─── Extrait

# Synchro iCloud capricieuse



## ValentinP (28 Juillet 2022)

Bonjour,

Je suis utilisateur d’un macbook air m1 depuis quelques mois (pas forcément habitué à Mac OS). Je stocke pas mal de photos sur icloud. Régulièrement je constate que la synchronisation freeze. C’est assez insupportable de vouloir prendre un fichier sur icloud depuis un autre device et se rendre compte que le mac n’a pas synchro depuis quelques jours.
La seule solution que j’ai trouvé est de redémarrer quand je constate le soucis mais c’est vraiment pas terrible.
C’est d’autant plus cocasse que sur mon PC, j’ai jamais de problème avec la synchro. :’)

Des solutions ?

Merci.


----------



## MrTom (28 Juillet 2022)

Hello,

De quels autres devices disposes tu ?

──────
─── Lignes de données

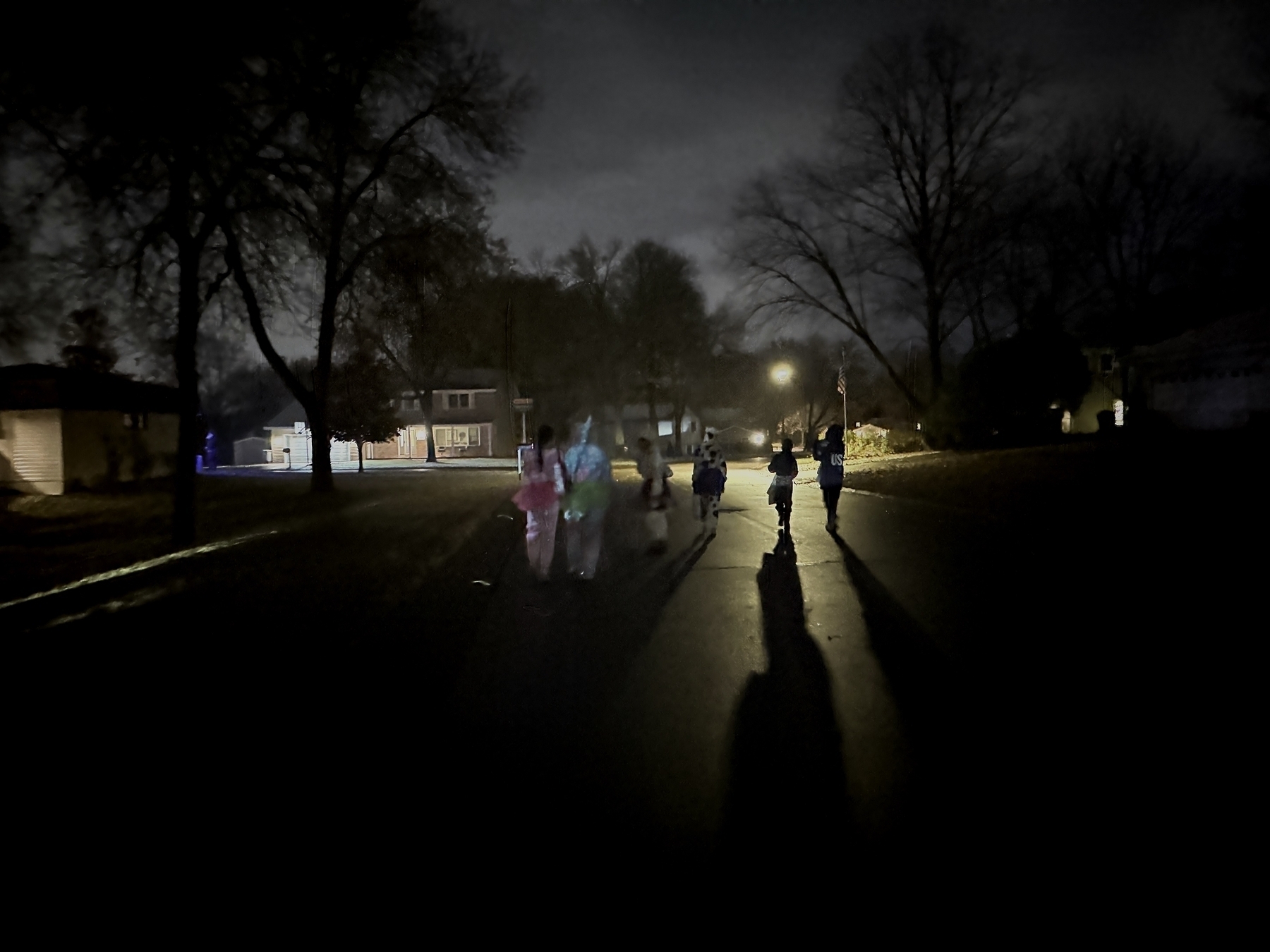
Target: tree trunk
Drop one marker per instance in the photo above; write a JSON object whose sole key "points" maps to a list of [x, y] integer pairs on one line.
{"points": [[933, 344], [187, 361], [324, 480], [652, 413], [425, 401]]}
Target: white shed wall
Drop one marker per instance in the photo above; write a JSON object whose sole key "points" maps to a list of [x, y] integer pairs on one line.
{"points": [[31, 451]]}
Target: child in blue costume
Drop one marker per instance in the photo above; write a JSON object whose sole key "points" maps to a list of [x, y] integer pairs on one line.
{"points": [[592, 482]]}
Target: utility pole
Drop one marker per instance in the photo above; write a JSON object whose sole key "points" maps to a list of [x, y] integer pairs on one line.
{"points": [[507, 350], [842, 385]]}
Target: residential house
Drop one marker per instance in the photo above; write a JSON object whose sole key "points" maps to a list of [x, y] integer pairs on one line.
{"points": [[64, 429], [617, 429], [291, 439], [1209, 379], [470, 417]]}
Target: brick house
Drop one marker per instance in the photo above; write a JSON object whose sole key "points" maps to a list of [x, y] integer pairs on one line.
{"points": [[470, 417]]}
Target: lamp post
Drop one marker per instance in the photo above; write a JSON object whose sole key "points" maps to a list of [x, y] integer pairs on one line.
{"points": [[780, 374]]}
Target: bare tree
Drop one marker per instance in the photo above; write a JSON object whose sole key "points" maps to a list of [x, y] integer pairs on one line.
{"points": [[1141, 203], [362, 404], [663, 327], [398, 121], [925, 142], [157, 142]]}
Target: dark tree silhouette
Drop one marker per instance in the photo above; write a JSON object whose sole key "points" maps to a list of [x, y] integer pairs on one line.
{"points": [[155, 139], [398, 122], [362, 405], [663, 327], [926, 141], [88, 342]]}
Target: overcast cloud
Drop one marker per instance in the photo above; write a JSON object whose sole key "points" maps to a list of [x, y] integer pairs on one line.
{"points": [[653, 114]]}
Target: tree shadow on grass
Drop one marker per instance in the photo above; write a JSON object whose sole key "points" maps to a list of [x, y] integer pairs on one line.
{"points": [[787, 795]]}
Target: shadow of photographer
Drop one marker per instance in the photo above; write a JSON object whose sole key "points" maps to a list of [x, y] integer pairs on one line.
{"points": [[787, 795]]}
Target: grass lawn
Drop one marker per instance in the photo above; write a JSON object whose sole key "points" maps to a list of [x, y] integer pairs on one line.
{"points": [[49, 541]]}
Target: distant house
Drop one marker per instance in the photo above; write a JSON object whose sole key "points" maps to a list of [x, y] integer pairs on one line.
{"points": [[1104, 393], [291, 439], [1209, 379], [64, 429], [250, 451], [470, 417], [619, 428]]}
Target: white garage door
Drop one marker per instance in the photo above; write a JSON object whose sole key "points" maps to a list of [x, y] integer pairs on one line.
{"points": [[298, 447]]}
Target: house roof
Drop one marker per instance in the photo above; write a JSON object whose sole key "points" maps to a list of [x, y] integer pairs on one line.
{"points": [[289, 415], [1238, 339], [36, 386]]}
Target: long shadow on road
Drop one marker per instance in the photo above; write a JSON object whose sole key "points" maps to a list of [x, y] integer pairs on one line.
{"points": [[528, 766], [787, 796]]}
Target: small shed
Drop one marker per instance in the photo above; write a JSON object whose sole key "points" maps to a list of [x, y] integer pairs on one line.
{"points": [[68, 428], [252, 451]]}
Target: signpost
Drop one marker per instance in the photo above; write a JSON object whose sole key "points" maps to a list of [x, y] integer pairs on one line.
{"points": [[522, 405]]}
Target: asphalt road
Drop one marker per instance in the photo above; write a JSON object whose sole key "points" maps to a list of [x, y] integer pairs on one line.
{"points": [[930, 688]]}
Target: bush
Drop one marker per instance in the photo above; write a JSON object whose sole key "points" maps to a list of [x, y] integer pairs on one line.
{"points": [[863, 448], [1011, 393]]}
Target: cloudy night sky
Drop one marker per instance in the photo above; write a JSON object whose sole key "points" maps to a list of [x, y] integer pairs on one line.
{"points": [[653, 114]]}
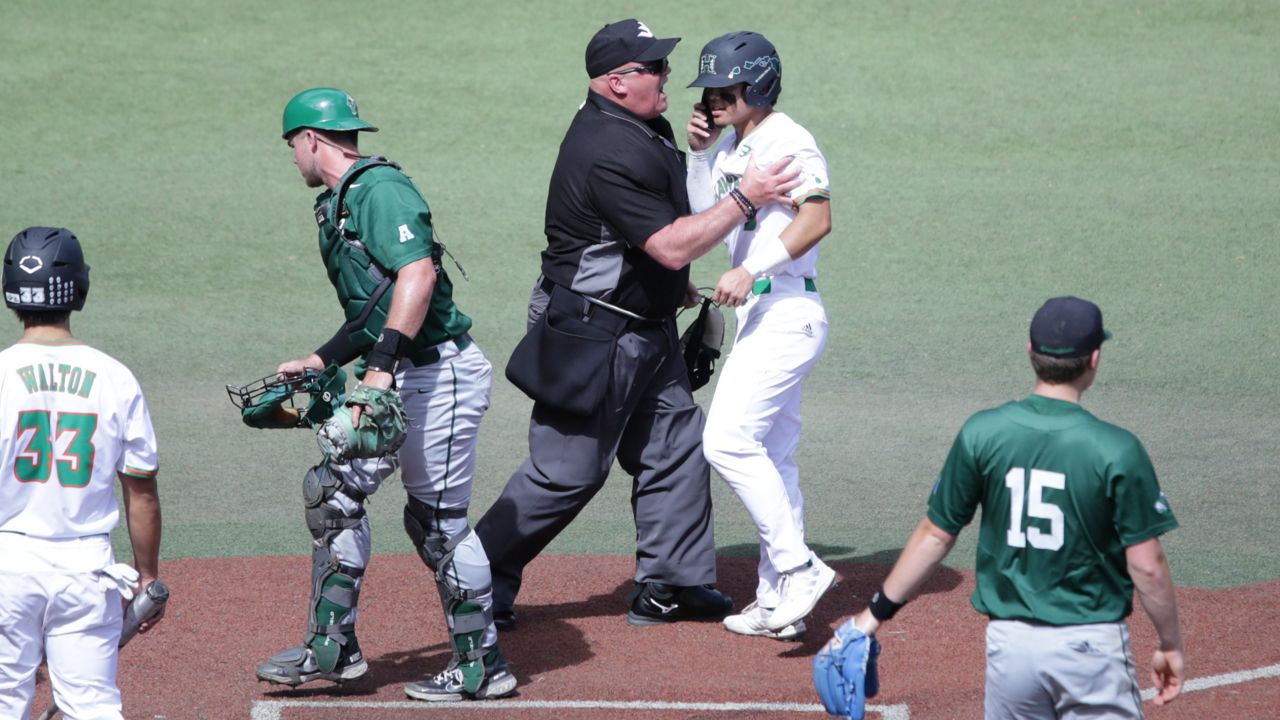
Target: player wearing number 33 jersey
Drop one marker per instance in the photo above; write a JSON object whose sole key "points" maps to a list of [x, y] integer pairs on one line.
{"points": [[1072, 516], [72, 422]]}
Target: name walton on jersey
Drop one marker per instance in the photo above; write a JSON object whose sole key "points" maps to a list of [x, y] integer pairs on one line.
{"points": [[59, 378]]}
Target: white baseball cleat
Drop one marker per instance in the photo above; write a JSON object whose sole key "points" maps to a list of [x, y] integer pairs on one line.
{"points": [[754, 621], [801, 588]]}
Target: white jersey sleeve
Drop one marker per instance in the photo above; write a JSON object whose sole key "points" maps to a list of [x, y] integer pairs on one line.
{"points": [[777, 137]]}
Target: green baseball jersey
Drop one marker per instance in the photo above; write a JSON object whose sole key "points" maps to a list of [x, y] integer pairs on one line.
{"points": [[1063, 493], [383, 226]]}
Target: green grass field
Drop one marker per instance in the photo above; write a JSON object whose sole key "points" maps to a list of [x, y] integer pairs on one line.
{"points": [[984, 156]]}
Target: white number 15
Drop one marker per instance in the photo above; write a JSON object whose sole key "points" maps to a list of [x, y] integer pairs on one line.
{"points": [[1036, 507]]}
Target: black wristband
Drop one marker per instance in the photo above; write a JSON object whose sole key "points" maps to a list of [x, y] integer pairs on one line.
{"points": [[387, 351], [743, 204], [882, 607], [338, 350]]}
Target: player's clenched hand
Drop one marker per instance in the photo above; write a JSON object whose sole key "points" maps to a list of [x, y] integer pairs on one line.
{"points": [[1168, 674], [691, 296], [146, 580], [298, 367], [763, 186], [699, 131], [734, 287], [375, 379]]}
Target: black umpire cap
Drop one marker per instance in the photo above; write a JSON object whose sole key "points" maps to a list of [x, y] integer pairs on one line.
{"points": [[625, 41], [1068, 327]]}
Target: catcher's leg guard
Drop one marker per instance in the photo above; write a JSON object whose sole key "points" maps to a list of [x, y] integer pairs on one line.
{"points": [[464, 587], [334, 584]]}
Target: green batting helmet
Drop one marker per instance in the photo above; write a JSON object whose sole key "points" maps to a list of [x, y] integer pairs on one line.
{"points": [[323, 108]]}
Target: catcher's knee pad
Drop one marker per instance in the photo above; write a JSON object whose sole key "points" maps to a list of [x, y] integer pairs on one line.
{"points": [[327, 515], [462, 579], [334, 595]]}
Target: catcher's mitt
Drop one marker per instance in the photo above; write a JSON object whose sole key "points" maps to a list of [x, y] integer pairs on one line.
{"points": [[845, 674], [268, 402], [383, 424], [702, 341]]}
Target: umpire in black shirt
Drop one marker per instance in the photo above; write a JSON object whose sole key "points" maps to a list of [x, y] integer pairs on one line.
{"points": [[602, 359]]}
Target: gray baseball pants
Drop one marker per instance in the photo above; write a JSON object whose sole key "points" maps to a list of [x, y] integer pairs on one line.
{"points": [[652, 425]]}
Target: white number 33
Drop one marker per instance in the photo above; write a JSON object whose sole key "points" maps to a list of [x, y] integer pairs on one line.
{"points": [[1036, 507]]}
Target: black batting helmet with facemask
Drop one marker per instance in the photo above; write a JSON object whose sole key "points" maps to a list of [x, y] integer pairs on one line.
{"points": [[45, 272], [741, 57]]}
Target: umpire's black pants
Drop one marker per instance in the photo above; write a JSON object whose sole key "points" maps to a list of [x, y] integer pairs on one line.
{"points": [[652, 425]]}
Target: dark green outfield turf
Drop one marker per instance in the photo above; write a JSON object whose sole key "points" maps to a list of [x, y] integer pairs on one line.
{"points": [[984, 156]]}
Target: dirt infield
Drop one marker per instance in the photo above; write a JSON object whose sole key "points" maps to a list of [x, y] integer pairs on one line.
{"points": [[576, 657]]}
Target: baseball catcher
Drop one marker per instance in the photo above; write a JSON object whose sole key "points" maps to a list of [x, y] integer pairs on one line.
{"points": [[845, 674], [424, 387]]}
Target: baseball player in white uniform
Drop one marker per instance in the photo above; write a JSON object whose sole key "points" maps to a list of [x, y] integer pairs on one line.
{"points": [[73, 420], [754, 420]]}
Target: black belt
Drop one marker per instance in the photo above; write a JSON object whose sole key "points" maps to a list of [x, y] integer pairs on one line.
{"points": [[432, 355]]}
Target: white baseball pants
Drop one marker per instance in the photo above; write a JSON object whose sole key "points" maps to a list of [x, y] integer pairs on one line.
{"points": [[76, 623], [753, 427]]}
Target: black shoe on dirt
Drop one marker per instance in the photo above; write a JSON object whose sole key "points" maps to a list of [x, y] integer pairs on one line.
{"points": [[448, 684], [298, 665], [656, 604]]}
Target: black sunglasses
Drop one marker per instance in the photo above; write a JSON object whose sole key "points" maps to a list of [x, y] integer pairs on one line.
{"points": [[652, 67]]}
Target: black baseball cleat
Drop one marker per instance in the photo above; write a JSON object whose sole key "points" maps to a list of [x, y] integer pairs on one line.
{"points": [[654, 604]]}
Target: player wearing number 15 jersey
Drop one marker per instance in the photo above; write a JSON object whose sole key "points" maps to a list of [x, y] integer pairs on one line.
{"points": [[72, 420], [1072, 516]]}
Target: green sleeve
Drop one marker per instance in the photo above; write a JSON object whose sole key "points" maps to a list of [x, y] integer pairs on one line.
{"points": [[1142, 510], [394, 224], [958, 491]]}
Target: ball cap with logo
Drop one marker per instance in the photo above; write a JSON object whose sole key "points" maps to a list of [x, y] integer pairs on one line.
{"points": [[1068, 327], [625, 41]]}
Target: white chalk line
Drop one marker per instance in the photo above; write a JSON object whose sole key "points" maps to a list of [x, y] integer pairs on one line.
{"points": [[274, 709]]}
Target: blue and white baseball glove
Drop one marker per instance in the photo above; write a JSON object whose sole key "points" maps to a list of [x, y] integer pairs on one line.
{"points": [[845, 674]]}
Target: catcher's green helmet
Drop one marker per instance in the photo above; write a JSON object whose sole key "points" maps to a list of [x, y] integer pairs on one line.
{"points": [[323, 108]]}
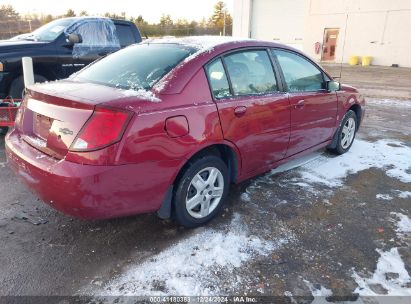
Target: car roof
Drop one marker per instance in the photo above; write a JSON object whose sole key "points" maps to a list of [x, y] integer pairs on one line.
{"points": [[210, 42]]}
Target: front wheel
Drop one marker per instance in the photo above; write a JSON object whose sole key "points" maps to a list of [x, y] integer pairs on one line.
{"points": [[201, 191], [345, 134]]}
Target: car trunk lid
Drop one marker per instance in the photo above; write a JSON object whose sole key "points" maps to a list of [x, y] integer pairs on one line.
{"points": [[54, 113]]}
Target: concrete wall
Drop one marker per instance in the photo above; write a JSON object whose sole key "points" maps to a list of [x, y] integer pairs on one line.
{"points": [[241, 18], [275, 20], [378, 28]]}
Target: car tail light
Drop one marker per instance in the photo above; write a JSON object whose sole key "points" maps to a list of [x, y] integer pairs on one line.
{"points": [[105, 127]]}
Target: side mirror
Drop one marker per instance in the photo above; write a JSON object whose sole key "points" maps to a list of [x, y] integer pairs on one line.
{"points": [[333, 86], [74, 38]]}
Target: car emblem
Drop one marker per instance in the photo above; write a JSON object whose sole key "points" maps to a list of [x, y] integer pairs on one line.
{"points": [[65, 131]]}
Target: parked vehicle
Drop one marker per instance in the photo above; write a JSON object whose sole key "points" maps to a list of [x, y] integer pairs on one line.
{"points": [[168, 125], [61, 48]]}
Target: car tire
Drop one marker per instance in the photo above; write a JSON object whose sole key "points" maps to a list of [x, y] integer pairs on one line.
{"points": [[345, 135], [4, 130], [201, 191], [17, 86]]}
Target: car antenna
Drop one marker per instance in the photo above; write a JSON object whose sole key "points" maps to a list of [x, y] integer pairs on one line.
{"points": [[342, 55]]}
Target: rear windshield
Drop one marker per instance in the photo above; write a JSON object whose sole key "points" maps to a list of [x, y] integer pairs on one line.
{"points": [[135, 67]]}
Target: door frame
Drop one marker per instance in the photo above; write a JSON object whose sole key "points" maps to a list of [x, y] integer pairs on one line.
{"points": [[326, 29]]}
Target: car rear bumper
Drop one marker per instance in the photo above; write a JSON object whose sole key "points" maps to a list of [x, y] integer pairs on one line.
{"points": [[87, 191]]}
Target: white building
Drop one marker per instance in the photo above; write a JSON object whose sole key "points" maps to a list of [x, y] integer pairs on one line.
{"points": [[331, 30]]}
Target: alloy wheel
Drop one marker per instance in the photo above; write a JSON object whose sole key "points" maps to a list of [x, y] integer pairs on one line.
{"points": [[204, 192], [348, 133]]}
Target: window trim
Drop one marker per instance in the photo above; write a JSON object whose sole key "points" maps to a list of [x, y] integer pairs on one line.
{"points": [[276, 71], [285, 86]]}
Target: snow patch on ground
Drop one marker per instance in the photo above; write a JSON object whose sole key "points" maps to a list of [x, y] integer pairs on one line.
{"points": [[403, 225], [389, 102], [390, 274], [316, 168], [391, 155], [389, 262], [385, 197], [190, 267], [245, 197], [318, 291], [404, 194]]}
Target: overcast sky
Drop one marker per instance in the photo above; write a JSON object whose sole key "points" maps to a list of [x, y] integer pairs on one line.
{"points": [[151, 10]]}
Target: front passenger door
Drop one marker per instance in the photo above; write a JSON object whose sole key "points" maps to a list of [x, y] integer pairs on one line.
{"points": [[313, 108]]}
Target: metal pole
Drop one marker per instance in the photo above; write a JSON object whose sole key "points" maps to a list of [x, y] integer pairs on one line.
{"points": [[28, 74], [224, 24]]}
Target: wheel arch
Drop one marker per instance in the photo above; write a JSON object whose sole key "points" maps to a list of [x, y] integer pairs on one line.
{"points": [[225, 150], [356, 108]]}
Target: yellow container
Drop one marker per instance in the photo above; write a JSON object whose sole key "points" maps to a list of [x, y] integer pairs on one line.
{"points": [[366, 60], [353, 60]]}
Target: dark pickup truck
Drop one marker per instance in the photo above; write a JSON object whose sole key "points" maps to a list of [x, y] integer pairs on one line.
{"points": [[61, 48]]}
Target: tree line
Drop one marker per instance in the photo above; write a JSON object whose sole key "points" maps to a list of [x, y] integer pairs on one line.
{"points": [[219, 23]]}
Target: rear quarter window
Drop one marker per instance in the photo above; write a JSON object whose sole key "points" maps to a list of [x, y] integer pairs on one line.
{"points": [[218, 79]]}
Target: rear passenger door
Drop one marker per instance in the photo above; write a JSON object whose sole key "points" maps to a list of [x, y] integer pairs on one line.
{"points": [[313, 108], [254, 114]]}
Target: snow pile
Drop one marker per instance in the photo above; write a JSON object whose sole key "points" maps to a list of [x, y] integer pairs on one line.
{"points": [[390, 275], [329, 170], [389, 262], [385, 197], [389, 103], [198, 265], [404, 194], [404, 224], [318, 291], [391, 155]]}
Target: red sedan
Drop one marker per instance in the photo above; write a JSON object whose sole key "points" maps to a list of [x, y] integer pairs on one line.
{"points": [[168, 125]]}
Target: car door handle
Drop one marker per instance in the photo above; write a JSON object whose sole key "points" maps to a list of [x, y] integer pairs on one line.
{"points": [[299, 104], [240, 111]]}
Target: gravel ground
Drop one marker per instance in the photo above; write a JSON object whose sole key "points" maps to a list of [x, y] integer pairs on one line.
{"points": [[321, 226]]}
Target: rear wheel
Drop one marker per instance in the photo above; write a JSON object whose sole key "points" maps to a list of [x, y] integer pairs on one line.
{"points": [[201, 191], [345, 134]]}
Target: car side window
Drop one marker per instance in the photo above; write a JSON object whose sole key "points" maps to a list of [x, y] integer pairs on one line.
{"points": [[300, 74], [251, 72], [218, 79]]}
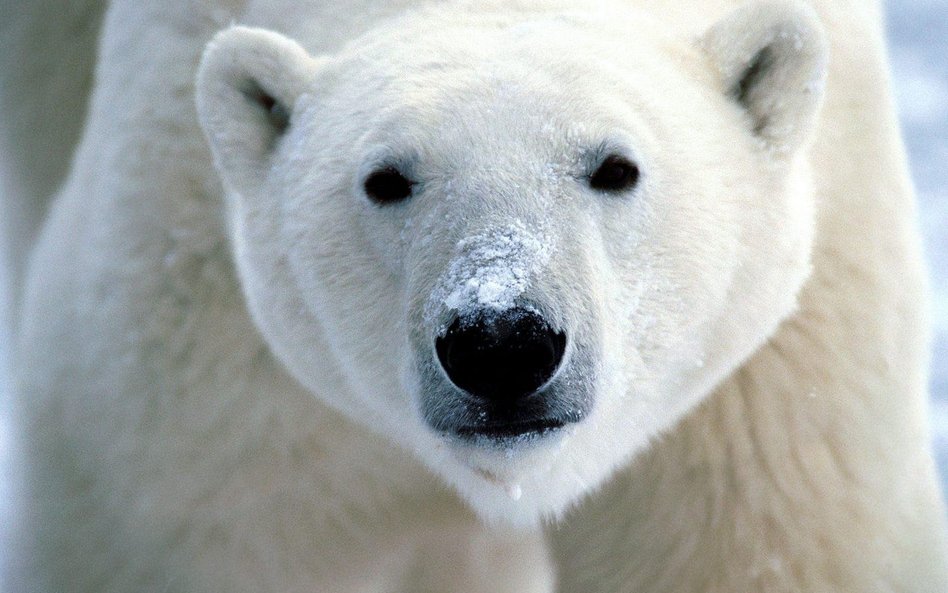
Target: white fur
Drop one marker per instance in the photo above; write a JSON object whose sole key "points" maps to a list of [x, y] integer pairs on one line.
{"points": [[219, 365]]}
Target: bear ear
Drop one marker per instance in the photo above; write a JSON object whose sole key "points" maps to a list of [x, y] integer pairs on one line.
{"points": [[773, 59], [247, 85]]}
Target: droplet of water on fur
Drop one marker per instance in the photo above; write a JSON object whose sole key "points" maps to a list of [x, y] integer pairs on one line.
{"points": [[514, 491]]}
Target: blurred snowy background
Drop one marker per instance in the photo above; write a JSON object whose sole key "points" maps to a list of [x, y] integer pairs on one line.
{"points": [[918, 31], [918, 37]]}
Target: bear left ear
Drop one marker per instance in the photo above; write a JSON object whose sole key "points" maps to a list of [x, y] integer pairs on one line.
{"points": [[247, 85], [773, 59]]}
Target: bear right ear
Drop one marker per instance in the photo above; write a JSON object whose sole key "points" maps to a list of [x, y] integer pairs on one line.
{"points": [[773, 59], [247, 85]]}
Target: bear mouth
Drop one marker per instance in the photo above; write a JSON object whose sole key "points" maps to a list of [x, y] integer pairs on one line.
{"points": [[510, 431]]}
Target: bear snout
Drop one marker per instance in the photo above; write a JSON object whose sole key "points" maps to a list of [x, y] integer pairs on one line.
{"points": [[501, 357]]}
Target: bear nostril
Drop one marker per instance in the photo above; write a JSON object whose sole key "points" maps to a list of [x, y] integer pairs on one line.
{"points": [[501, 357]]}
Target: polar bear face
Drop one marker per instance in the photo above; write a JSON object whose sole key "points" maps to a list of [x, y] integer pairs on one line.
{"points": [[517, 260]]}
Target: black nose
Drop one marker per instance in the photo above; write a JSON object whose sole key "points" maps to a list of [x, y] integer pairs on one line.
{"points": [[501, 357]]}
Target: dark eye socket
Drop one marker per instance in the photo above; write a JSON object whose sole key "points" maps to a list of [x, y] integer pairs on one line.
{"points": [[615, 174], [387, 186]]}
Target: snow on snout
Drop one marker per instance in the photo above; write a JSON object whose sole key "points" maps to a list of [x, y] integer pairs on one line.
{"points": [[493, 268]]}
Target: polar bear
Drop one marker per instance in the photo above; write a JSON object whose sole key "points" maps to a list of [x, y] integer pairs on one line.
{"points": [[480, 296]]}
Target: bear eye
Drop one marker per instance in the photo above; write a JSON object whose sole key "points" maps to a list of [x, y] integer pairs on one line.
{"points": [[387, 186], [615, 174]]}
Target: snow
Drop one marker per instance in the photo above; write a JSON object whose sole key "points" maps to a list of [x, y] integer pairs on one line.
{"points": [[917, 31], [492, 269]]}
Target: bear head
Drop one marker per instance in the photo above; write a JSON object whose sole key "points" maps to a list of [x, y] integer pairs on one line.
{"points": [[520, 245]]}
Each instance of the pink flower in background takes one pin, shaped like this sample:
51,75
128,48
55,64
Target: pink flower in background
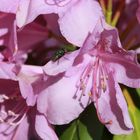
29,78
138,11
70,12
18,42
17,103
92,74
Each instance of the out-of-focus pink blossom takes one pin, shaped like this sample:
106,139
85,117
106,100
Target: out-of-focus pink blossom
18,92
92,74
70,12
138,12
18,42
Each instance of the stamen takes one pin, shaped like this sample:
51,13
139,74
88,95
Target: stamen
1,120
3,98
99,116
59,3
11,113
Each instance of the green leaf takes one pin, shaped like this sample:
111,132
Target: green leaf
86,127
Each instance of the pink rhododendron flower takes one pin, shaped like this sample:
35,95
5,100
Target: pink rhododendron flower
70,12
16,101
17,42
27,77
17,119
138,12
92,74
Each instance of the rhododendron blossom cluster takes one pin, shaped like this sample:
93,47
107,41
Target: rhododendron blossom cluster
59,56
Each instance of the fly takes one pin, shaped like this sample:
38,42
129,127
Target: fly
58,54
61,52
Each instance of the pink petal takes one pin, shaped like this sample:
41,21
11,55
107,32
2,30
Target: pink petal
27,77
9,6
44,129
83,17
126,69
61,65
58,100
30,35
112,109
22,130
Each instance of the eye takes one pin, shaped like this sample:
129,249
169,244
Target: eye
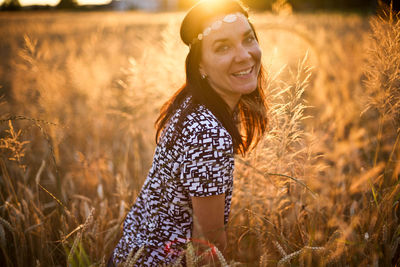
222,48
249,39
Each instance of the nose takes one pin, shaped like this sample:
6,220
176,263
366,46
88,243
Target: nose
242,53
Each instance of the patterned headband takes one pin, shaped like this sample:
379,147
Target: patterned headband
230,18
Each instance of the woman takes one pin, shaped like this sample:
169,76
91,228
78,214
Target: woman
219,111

──────

## À faire
A – D'après l'extrait sur la synchronisation iCloud, quelle est la seule solution trouvée par ValentinP lorsque la synchronisation se bloque ?
B – Poursuivez la discussion sur la synchronisation iCloud à partir de son dernier message.
Ces entrées proviennent d'une autre source que l'extrait.

## Réponses finales
A – Redémarrer le Mac lorsqu'il constate le problème.

B –
Est ce que ton mac est en économie d’energie ? Est ce que tu l’utilises sur batterie ?


----------



## ValentinP (28 Juillet 2022)

MrTom a dit:


> Hello,
> 
> De quels autres devices disposes tu ?
> Est ce que ton mac est en économie d’energie ? Est ce que tu l’utilises sur batterie ?


Hello, j’utilise un PC Windows 10 et un iphone 12 mini pour consulter/uploader sur mon drive en plus du Mac.

Je suis la plupart du temps sur batterie (sauf pour recharger quand ça tombe trop bas bien entendu).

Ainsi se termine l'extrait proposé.